• EXTRAIT À LIRE:
==============================
Amplifié par son couronnement en tête du Livre Inter – le prix des
auditeurs de France – Inter – le succès de La voyeuse interdite de Nina Bouraoui (paru dans
la célèbre collection blanche chez Gallimard), se confirme. Cet écrivain beur
de 24 ans s'est lancé dans la rédaction d'un autre roman. [3].
Voici
un concentré de tous les ingrédients qui ont fait la notoriété de cet auteur,
dont le prix et l'espace littéraire d'appartenance.
Mais,
Nina Bouraoui est-elle "beur" ? Sûrement pas. D'abord pour des
raisons socio-culturelles et ensuite pour des raisons purement biographiques.
Ses thématiques et son écriture n'ont rien de commun avec la littérature beur.
Pourtant notre auteur pourrait être considérée, malgré tout, comme un produit
de cette littérature, car son univers de création prend racine dans un
phénomène de mixité, d'entre-deux, considéré comme la caractéristique commune
de toute expression migrante, frontalière.
A
la base de cette difficulté de localisation il y a d'abord le délicat problème
de l'imaginaire : l'imaginaire des écrivains beurs vis-à-vis de l'Algérie
est-il semblable à celui d'"écrivains migrants" ? Nous pensons
que non, car ces derniers ont commencé à écrire en France à partir d'un nouvel
imaginaire des espaces, des paysages, de l'histoire immédiate –parce que connue
directement – de l'Algérie. Alors, où les situer ? Dans un entre-deux
multiple : entre une littérature algérienne et une littérature qui n'est
ni française, ni exotique, ni beur.
==============================
[Lignes du jeu de données de pointage d'objets]

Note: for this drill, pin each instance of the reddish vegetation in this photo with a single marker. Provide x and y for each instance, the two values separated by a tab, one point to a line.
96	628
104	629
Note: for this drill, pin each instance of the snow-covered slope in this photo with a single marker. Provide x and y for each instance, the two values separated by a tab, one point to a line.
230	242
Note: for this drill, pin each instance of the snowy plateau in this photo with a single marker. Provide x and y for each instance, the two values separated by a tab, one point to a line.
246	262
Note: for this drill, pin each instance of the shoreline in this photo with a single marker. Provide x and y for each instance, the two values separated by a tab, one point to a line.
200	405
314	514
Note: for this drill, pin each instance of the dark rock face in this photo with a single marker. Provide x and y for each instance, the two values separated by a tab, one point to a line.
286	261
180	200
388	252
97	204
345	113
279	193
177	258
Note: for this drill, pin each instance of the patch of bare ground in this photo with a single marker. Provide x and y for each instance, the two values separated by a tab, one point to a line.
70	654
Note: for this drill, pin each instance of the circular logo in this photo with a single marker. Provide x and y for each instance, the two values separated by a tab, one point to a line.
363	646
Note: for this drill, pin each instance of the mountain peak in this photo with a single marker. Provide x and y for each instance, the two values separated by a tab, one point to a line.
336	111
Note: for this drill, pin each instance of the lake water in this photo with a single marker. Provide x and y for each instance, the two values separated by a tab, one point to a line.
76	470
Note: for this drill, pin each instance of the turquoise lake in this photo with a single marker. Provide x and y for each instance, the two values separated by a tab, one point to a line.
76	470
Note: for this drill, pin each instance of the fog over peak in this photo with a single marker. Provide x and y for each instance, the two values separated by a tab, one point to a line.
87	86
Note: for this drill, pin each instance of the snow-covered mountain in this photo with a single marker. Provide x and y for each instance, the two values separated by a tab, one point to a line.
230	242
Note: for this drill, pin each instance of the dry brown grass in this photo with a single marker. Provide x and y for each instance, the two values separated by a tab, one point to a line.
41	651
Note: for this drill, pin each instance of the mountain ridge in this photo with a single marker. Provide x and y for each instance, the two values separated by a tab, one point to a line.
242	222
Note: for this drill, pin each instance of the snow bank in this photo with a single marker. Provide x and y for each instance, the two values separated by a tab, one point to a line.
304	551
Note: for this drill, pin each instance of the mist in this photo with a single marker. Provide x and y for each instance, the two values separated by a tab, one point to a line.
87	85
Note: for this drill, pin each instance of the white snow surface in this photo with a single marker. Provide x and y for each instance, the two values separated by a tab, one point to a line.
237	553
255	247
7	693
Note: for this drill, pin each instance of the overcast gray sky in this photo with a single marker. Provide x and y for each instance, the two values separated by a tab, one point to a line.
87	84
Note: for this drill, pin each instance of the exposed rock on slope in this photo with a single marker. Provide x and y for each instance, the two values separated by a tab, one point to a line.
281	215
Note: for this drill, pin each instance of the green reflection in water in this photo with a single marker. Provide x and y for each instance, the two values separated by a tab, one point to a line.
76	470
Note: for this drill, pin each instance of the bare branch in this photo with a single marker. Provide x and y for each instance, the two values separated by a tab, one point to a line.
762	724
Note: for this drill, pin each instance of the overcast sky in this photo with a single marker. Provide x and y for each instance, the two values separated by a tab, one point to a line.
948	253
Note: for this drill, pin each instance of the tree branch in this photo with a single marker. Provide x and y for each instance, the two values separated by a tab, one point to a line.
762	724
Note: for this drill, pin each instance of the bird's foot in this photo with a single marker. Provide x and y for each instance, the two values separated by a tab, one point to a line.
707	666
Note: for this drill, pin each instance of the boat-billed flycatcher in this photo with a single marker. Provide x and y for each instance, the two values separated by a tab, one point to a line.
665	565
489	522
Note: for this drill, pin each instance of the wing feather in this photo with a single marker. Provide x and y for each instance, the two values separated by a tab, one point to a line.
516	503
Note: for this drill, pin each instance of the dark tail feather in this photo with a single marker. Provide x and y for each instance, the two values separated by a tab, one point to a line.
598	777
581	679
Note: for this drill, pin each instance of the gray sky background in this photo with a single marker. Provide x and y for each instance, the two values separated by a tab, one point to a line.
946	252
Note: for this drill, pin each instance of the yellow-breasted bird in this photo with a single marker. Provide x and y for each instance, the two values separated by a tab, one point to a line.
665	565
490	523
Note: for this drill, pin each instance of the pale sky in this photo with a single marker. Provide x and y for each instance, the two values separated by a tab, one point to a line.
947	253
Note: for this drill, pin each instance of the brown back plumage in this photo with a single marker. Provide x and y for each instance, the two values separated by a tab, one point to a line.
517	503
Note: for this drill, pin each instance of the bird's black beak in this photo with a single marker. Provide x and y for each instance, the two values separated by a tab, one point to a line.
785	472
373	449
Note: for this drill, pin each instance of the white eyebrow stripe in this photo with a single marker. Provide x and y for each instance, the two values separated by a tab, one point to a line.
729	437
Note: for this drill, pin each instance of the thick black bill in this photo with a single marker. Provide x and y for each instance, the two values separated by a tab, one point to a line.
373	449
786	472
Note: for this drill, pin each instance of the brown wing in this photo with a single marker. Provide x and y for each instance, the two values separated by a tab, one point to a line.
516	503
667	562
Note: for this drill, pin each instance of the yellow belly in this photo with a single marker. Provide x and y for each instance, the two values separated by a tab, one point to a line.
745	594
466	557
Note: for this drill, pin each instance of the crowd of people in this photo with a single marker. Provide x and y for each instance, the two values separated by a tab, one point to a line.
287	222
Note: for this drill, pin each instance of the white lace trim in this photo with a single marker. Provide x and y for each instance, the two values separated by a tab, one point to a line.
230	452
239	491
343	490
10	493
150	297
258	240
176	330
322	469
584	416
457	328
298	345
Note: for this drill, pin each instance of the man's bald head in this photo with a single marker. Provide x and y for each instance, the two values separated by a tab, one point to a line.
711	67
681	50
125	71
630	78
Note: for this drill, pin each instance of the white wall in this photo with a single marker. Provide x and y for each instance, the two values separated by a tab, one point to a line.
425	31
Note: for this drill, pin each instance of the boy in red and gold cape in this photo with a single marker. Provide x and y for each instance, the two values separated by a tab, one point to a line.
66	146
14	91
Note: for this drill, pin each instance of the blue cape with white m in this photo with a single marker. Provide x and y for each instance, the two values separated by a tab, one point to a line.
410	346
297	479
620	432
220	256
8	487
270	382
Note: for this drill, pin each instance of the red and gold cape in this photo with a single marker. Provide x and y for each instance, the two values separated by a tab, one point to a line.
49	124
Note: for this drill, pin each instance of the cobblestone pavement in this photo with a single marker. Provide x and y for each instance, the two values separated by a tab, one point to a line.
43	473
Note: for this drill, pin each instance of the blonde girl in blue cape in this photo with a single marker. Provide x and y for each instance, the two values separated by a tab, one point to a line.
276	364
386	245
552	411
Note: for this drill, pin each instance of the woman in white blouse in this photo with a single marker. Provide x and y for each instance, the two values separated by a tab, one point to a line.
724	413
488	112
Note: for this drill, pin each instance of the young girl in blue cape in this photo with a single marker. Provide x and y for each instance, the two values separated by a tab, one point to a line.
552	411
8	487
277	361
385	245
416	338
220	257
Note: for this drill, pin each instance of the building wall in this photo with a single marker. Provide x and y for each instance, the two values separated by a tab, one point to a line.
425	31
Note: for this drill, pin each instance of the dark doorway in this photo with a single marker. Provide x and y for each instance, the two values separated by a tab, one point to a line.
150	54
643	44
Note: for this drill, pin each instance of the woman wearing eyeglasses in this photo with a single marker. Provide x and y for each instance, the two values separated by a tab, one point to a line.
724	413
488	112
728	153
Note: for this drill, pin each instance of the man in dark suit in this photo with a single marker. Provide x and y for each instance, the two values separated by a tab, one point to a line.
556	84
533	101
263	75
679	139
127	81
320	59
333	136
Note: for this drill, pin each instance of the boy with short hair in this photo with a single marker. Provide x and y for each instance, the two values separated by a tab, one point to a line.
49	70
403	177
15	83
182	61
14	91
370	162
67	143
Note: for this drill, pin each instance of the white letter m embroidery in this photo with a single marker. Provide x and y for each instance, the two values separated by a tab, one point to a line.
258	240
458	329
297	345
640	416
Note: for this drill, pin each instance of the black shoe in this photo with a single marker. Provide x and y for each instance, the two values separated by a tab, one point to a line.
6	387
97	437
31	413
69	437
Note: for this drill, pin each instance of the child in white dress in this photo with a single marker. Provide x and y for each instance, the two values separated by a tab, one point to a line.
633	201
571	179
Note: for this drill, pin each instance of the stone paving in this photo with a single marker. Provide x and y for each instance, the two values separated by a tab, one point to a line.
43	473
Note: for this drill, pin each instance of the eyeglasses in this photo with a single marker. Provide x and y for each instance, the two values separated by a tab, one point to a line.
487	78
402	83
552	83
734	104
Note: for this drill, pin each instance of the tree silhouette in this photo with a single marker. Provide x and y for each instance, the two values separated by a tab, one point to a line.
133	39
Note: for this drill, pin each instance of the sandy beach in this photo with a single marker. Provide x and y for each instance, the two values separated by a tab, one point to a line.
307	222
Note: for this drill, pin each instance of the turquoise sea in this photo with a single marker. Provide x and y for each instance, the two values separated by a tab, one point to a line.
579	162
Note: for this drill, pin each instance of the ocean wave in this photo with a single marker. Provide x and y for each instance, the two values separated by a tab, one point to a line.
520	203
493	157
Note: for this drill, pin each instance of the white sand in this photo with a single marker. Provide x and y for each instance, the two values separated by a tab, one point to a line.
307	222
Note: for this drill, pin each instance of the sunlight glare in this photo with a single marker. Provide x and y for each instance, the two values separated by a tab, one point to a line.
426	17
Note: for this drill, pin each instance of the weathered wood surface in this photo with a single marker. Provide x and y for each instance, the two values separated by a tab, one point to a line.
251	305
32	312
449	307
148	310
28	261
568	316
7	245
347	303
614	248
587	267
==============================
• CONSIGNES DE L'EXERCICE:
**1)** Dites si chacune de ces affirmations concorde avec l'extrait sur Nina Bouraoui, en répondant par oui ou par non et en citant les mots décisifs du texte. (a) La voyeuse interdite est parue chez Gallimard, dans la collection blanche. (b) Les thématiques et l'écriture de Nina Bouraoui ont beaucoup en commun avec la littérature beur. (c) Selon l'extrait, l'imaginaire des écrivains beurs vis-à-vis de l'Algérie est semblable à celui des « écrivains migrants ».
**2)** Poursuivez l'extrait sur Nina Bouraoui à partir de sa dernière phrase.
Les enregistrements ne jouent aucun rôle dans cet exercice.

• LES RÉPONSES:
**1)**
(a) Oui : « paru dans la célèbre collection blanche chez Gallimard ».
(b) Non : « Ses thématiques et son écriture n'ont rien de commun avec la littérature beur ».
(c) Non : « Nous pensons que non ».

**2)**
Ensuite,
il ne faut pas oublier les conditions qui ont permis le développement de la
littérature beur d'un côté et de la "littérature migrante" de
l'autre. La différence fondamentale entre ces deux sensibilités (nous avons du mal à employer le mot courant) est que les écrivains beurs ont
décrit leur vie avec sa dimension problématique et on peut supposer que
l'intégration totale mettra un terme à cette veine littéraire ; alors que,
les écrivains migrants, de frontière, comme Nina Bouraoui, n'ont pas de
problèmes d'intégration, car leur production, dont le lieu d'énonciation est la
France, interroge obligatoirement un autre lieu, et reste ainsi dans la
marginalité, qui est le seul, unique et véritable lieu pour toute possible
énonciation.
En
dernier lieu, la responsabilité de cette ambiguïté de localisation est
attribuable aussi à un autre facteur : la littérature beur porte un nom, et elle comprend des oeuvres très
différenciées ; par contre, les nombreux écrivains qui ont vécu leurs
années décisives en Algérie, dans l'Algérie de l'Indépendance, et qui ensuite
se sont installés en France, leur lieu d'énonciation, n'ont été assimilés à
aucun courant, ils n'ont jamais été nommés, et ne pas classer un écrivain ne
l'empêche pas d'exister.
Cette
non-identification que nous venons
ici de mettre en évidence, a souvent été source d'autres ambiguïtés, par
exemple, on a dit que ces écrivains développent une littérature occidentale
parce qu'ils ont été nourris d'une culture occidentale, mais puisque l'élément
arabo-islamique ne peut pas disparaître il doit être, d'une manière ou d'une
autre, intégré, en permettant ainsi aux clichés et aux stéréotypes de
proliférer.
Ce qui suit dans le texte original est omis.